Once you find the line containing "Phrase: white minibus", please retype it and every line after it to the end of the entries, exactly and with nothing added.

(Beginning of Extracted records)

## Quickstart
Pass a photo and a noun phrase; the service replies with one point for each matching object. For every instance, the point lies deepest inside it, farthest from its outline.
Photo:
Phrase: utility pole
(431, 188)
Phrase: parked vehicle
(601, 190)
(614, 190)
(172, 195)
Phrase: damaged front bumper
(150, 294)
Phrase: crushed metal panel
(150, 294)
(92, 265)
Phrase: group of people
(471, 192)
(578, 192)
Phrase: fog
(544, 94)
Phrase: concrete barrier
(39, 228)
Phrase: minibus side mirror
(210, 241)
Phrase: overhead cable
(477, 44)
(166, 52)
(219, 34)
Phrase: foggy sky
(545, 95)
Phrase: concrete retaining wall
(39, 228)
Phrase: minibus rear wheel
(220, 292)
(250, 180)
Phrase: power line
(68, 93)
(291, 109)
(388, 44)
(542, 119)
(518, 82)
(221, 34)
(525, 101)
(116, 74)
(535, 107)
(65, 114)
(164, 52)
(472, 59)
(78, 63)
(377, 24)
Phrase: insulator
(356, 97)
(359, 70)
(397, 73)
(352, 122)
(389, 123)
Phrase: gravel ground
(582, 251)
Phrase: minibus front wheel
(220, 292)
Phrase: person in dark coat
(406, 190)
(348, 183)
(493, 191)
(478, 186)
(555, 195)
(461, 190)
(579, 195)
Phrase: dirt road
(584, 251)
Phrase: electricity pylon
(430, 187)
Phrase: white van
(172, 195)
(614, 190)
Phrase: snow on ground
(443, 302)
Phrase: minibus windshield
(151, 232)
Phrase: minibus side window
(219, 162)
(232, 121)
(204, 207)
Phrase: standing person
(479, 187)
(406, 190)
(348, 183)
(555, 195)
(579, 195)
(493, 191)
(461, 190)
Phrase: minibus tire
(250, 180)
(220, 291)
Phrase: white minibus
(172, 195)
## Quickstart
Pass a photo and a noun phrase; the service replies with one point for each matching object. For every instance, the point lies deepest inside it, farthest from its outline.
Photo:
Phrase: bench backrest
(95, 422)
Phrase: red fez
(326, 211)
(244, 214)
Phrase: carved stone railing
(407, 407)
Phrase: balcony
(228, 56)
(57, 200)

(End of Extracted records)

• _Task result_
Phrase: white minibus
(172, 195)
## Quickstart
Pass a photo and a noun phrase; the service replies with one point for each matching object. For every instance, the point lies deepest inside it, farthest from its outline.
Photo:
Phrase: bench backrest
(95, 422)
Phrase: red fez
(326, 211)
(244, 214)
Phrase: carved stone railing
(407, 407)
Phrase: balcony
(228, 56)
(57, 200)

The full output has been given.